▸ Given information
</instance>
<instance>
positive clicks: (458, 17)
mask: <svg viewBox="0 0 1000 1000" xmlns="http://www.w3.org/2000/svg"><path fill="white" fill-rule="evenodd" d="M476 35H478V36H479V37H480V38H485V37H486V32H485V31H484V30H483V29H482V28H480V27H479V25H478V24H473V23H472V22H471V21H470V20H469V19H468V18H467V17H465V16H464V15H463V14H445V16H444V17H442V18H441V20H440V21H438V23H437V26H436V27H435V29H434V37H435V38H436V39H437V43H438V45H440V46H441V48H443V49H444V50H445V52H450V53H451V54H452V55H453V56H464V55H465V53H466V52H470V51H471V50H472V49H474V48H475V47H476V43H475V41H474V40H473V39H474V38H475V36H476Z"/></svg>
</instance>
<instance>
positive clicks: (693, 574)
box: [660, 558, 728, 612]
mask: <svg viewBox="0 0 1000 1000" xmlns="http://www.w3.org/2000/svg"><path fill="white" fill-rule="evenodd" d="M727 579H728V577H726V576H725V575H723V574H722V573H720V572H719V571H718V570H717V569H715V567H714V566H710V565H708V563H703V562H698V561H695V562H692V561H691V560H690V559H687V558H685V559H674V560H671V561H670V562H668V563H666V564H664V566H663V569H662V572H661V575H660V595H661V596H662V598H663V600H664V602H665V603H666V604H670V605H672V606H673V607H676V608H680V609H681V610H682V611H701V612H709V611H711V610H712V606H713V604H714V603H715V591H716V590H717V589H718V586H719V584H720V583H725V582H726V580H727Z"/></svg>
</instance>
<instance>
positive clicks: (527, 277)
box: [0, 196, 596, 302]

▸ Required action
Return each of the rows above word for word, without changing anything.

▸ Result for this task
</instance>
<instance>
positive clicks: (458, 17)
mask: <svg viewBox="0 0 1000 1000" xmlns="http://www.w3.org/2000/svg"><path fill="white" fill-rule="evenodd" d="M476 35H478V36H479V37H480V38H485V37H486V32H485V31H484V30H483V29H482V28H480V27H479V25H478V24H473V23H472V22H471V21H470V20H469V19H468V18H467V17H465V16H464V15H463V14H445V16H444V17H442V18H441V20H440V21H438V23H437V26H436V27H435V29H434V37H435V38H436V39H437V43H438V45H440V46H441V48H443V49H444V50H445V52H450V53H451V54H452V55H453V56H464V55H465V53H466V52H470V51H471V50H472V49H474V48H475V47H476V43H475V41H474V40H473V39H474V38H475V36H476Z"/></svg>
</instance>
<instance>
positive clicks: (693, 574)
box: [660, 558, 728, 612]
mask: <svg viewBox="0 0 1000 1000" xmlns="http://www.w3.org/2000/svg"><path fill="white" fill-rule="evenodd" d="M727 579H728V577H726V576H725V575H723V574H722V573H720V572H719V571H718V570H717V569H715V567H714V566H710V565H708V563H703V562H698V561H695V562H692V561H691V560H690V559H687V558H685V559H674V560H671V561H670V562H668V563H666V564H664V566H663V569H662V572H661V575H660V595H661V596H662V598H663V600H664V602H665V603H666V604H670V605H672V606H673V607H676V608H680V609H681V610H682V611H701V612H709V611H711V610H712V606H713V604H714V603H715V591H716V590H717V589H718V586H719V584H720V583H725V582H726V580H727Z"/></svg>
</instance>
<instance>
positive clicks: (527, 277)
box: [0, 196, 596, 302]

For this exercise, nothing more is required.